**EXERCISE DETAILS**
Each entry below must be repeated word for word.

[Dataset excerpt]
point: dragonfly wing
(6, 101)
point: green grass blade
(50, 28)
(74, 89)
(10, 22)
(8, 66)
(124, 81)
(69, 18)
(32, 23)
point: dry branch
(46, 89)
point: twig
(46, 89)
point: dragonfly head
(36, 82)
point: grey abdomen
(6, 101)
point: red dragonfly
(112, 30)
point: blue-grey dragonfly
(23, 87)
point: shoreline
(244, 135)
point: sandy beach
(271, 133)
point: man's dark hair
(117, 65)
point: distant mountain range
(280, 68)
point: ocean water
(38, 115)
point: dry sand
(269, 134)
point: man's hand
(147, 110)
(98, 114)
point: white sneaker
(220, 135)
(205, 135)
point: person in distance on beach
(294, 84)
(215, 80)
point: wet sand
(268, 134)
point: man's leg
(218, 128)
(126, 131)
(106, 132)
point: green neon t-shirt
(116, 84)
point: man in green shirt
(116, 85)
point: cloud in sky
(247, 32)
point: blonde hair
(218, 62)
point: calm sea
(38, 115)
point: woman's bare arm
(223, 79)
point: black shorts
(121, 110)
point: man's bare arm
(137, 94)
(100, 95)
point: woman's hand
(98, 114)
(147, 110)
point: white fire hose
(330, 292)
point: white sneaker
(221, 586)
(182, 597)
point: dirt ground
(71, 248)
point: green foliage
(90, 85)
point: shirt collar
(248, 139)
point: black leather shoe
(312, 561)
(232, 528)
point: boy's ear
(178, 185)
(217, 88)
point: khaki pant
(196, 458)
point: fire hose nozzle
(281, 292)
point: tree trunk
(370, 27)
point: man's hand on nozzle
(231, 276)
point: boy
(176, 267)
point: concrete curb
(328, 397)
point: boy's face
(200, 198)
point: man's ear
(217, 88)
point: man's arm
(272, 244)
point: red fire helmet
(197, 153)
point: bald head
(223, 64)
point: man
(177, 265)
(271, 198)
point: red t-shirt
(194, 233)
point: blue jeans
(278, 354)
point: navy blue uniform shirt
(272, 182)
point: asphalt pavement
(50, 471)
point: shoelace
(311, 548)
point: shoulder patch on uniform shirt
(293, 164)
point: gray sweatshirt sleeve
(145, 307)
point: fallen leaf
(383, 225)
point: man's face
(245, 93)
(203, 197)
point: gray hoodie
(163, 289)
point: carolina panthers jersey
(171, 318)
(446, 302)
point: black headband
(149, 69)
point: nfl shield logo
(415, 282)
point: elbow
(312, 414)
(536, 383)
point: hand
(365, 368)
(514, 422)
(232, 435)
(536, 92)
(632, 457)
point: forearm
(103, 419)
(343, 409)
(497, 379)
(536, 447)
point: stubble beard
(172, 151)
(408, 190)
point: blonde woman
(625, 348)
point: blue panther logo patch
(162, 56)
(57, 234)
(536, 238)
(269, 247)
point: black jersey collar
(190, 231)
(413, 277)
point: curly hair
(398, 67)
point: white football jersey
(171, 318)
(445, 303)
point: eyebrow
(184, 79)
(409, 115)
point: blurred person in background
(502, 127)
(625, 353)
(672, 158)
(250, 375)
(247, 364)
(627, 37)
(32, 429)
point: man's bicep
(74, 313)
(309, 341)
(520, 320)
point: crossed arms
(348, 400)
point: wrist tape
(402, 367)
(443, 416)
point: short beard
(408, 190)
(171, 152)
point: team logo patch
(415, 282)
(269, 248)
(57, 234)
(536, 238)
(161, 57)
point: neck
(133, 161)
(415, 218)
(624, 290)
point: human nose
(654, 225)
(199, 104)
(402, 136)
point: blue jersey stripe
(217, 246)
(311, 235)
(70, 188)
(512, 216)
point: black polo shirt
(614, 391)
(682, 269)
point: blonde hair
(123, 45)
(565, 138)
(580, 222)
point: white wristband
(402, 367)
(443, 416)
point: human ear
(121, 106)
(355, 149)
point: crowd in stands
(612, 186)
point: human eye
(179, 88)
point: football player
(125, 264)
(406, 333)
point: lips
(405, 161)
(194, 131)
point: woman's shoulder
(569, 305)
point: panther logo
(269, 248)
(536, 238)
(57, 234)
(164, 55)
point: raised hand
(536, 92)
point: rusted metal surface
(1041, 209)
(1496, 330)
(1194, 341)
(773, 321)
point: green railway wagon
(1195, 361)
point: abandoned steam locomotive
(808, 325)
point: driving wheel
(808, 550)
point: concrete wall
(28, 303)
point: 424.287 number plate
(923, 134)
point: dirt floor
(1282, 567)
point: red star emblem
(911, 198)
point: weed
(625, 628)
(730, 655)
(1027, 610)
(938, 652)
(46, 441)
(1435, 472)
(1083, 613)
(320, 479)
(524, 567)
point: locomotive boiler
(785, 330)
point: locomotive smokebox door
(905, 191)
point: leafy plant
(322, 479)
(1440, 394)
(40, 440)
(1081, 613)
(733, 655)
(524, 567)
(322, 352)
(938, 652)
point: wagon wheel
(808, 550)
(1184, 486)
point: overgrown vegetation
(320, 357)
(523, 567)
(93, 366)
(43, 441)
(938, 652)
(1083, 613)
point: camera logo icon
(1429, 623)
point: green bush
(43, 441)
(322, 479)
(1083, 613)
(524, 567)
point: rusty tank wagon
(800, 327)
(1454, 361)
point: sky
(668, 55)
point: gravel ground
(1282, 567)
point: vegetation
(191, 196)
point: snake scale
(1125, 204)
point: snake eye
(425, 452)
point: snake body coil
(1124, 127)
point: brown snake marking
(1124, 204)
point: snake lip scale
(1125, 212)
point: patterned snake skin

**RESPONSE**
point: dragonfly wing
(6, 101)
point: green grass blade
(50, 28)
(74, 89)
(10, 22)
(8, 66)
(124, 81)
(69, 18)
(32, 23)
point: dry branch
(46, 89)
point: twig
(46, 89)
point: dragonfly head
(36, 82)
point: grey abdomen
(6, 101)
point: red dragonfly
(112, 30)
point: blue-grey dragonfly
(23, 87)
point: shoreline
(244, 135)
point: sandy beach
(271, 133)
point: man's dark hair
(117, 65)
point: distant mountain range
(280, 68)
point: ocean water
(38, 115)
point: dry sand
(269, 134)
point: man's hand
(147, 110)
(98, 114)
point: white sneaker
(220, 135)
(205, 135)
point: person in distance on beach
(294, 84)
(215, 80)
point: wet sand
(268, 134)
point: man's leg
(218, 128)
(126, 131)
(106, 132)
point: green neon t-shirt
(116, 84)
point: man in green shirt
(116, 85)
point: cloud in sky
(247, 32)
point: blonde hair
(218, 62)
point: calm sea
(38, 115)
point: woman's bare arm
(223, 79)
point: black shorts
(121, 110)
point: man's bare arm
(137, 94)
(100, 95)
point: woman's hand
(98, 114)
(147, 110)
point: white fire hose
(330, 292)
point: white sneaker
(221, 586)
(182, 597)
point: dirt ground
(71, 248)
point: green foliage
(90, 85)
point: shirt collar
(248, 139)
point: black leather shoe
(312, 561)
(232, 528)
point: boy's ear
(178, 185)
(217, 88)
point: khaki pant
(196, 458)
point: fire hose nozzle
(281, 292)
point: tree trunk
(370, 27)
point: man's hand on nozzle
(231, 276)
point: boy
(176, 267)
point: concrete curb
(328, 397)
point: boy's face
(200, 198)
point: man's ear
(217, 88)
point: man's arm
(272, 244)
point: red fire helmet
(197, 153)
point: bald head
(223, 64)
point: man
(177, 265)
(271, 198)
point: red t-shirt
(194, 233)
point: blue jeans
(278, 354)
point: navy blue uniform shirt
(272, 182)
point: asphalt pavement
(50, 471)
point: shoelace
(311, 548)
point: shoulder patch on uniform shirt
(293, 164)
point: gray sweatshirt sleeve
(145, 307)
point: fallen leaf
(383, 225)
point: man's face
(245, 93)
(203, 197)
point: gray hoodie
(163, 289)
point: carolina panthers jersey
(171, 318)
(446, 302)
point: black headband
(149, 69)
point: nfl shield logo
(415, 282)
point: elbow
(312, 414)
(536, 383)
point: hand
(365, 368)
(514, 422)
(232, 435)
(536, 92)
(632, 457)
point: forearm
(103, 419)
(343, 409)
(497, 379)
(536, 447)
point: stubble beard
(172, 151)
(408, 190)
point: blonde woman
(625, 348)
point: blue panther logo patch
(162, 56)
(57, 234)
(536, 238)
(269, 247)
point: black jersey collar
(190, 231)
(413, 277)
point: curly hair
(398, 67)
point: white football jersey
(171, 318)
(445, 303)
point: eyebrow
(184, 79)
(409, 115)
point: blurred person in background
(502, 127)
(625, 353)
(672, 158)
(250, 375)
(247, 364)
(627, 37)
(32, 429)
point: man's bicep
(74, 313)
(309, 341)
(520, 320)
point: crossed arms
(348, 400)
point: wrist tape
(402, 367)
(443, 416)
point: short beard
(408, 190)
(171, 152)
point: team logo patch
(415, 282)
(269, 248)
(57, 234)
(536, 238)
(161, 57)
point: neck
(133, 161)
(415, 218)
(624, 290)
point: human nose
(654, 225)
(199, 104)
(402, 136)
point: blue jersey stripe
(217, 246)
(311, 235)
(70, 188)
(512, 216)
point: black polo shirt
(614, 391)
(682, 269)
point: blonde hair
(123, 45)
(565, 138)
(580, 222)
point: white wristband
(402, 367)
(443, 416)
point: human ear
(121, 106)
(355, 149)
point: crowd in stands
(612, 186)
point: human eye
(179, 88)
point: football player
(125, 264)
(406, 333)
point: lips
(405, 161)
(194, 131)
point: woman's shoulder
(569, 305)
point: panther logo
(269, 248)
(536, 238)
(57, 234)
(164, 55)
point: raised hand
(536, 92)
point: rusted metal surface
(1041, 209)
(1496, 330)
(1194, 341)
(773, 321)
point: green railway wagon
(1195, 361)
point: abandoned steam locomotive
(808, 325)
point: driving wheel
(808, 550)
point: concrete wall
(28, 303)
point: 424.287 number plate
(923, 134)
point: dirt floor
(1282, 567)
point: red star emblem
(911, 198)
point: weed
(625, 628)
(730, 655)
(1027, 610)
(938, 652)
(46, 441)
(1435, 472)
(1083, 613)
(320, 479)
(524, 567)
point: locomotive boiler
(785, 330)
point: locomotive smokebox door
(905, 191)
point: leafy plant
(322, 479)
(1440, 394)
(40, 440)
(1081, 613)
(733, 655)
(524, 567)
(322, 352)
(938, 652)
point: wagon wheel
(808, 550)
(1184, 486)
point: overgrown vegetation
(320, 357)
(523, 567)
(93, 366)
(43, 441)
(938, 652)
(1083, 613)
point: camera logo icon
(1429, 623)
point: green bush
(43, 441)
(322, 479)
(1083, 613)
(524, 567)
point: rusty tank wagon
(800, 327)
(1454, 361)
point: sky
(668, 55)
point: gravel ground
(1282, 567)
point: vegetation
(191, 196)
point: snake scale
(1125, 204)
point: snake eye
(425, 452)
point: snake body coil
(1124, 127)
point: brown snake marking
(1124, 204)
point: snake lip scale
(1125, 212)
point: patterned snake skin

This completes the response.